Obaj panowie nie byli i nie są Skomorowskimi czy Czochańskimi, którzy zanim dostali fuchę w stadninie, nie wiedzieli, gdzie koń ma głowę, a gdzie ogon. Obaj panowie byli i są koniarzami. No właśnie, ale czy nadal zasługują na to miano?

 

Czy pan Wachel nie wiedział, że w podlegającej mu jako inspektorowi stadninie konie od miesięcy nie widziały kowala? Czy nie wiedział, że konie od miesięcy stoją w niewyrzucanym gnoju? Czy nie wiedział, że nie mają paszportów? Jeżeli nie wiedział, to znaczy, że fatalnie wypełniał swoje obowiązki. Jeśli zaś wiedział, to czy reagował? I jak reagował? Bo jeśli nie reagował, to nie zasługuje na miano koniarza.

ZAPISANE DANE:
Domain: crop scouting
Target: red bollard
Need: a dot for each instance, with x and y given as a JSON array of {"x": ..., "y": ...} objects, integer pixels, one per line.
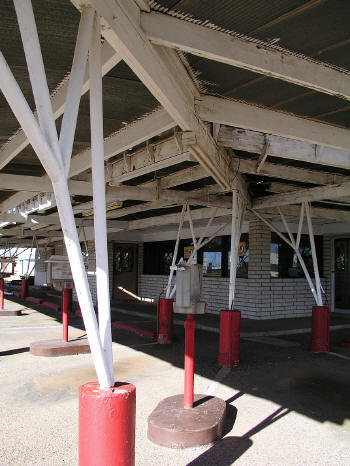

POLECENIE 1: Jaką funkcję pełnił pan Wachel wobec stadniny, o której mowa w tekście o stadninie?
POLECENIE 2:
Oceń, czy poniższe stwierdzenia zgadzają się z tekstem o stadninie. Przy każdym odpowiedz „tak” lub „nie” i przytocz rozstrzygające słowa tekstu.
(a) Obaj panowie są koniarzami.
(b) Skomorowski i Czochański znali się na koniach, zanim dostali pracę w stadninie.
(c) Jeśli pan Wachel nie wiedział o stanie koni, to dobrze wypełniał swoje obowiązki.
POLECENIE 3: Poprowadź dalej tekst o stadninie, zaczynając po jego ostatnim zdaniu.

WYNIK ZADANIA 1: Był inspektorem, któremu podlegała stadnina.

WYNIK ZADANIA 2:
(a) Tak: „Obaj panowie byli i są koniarzami.”
(b) Nie: „zanim dostali fuchę w stadninie, nie wiedzieli, gdzie koń ma głowę, a gdzie ogon”
(c) Nie: „Jeżeli nie wiedział, to znaczy, że fatalnie wypełniał swoje obowiązki.”

WYNIK ZADANIA 3:
Czy pan Sondij, obecnie dyrektor Departamentu nad Spółkami, czyli dyrektor nadzoru właścicielskiego, nie wiedział, że w jednej z podlegających mu spółek – ale tej, która jest na świeczniku od lat - konie od miesięcy nie widziały kowala? Czy nie wiedział, że konie od miesięcy stoją w niewyrzucanym gnoju? Czy nie wiedział, że nie mają paszportów? Czy nie wiedział, że w oborze mlecznej, która przez lata była finansową podporą stadniny, jest katastrofalna sytuacja? Jeżeli nie wiedział, to znaczy, że fatalnie spełniał nadzór właścicielski. Jeśli zaś wiedział, to czy reagował? I jak reagował? Bo jeśli nie reagował, to nie zasługuje na miano koniarza.

 

Pani Anno Stefaniuk, panie Arturze Bieńkowski, panie Marku Wachelu, panie Filipie Sondiju – oskarżam was o bierność, o grzech zaniedbywania koni, o grzech niewypełniania należycie swoich obowiązków.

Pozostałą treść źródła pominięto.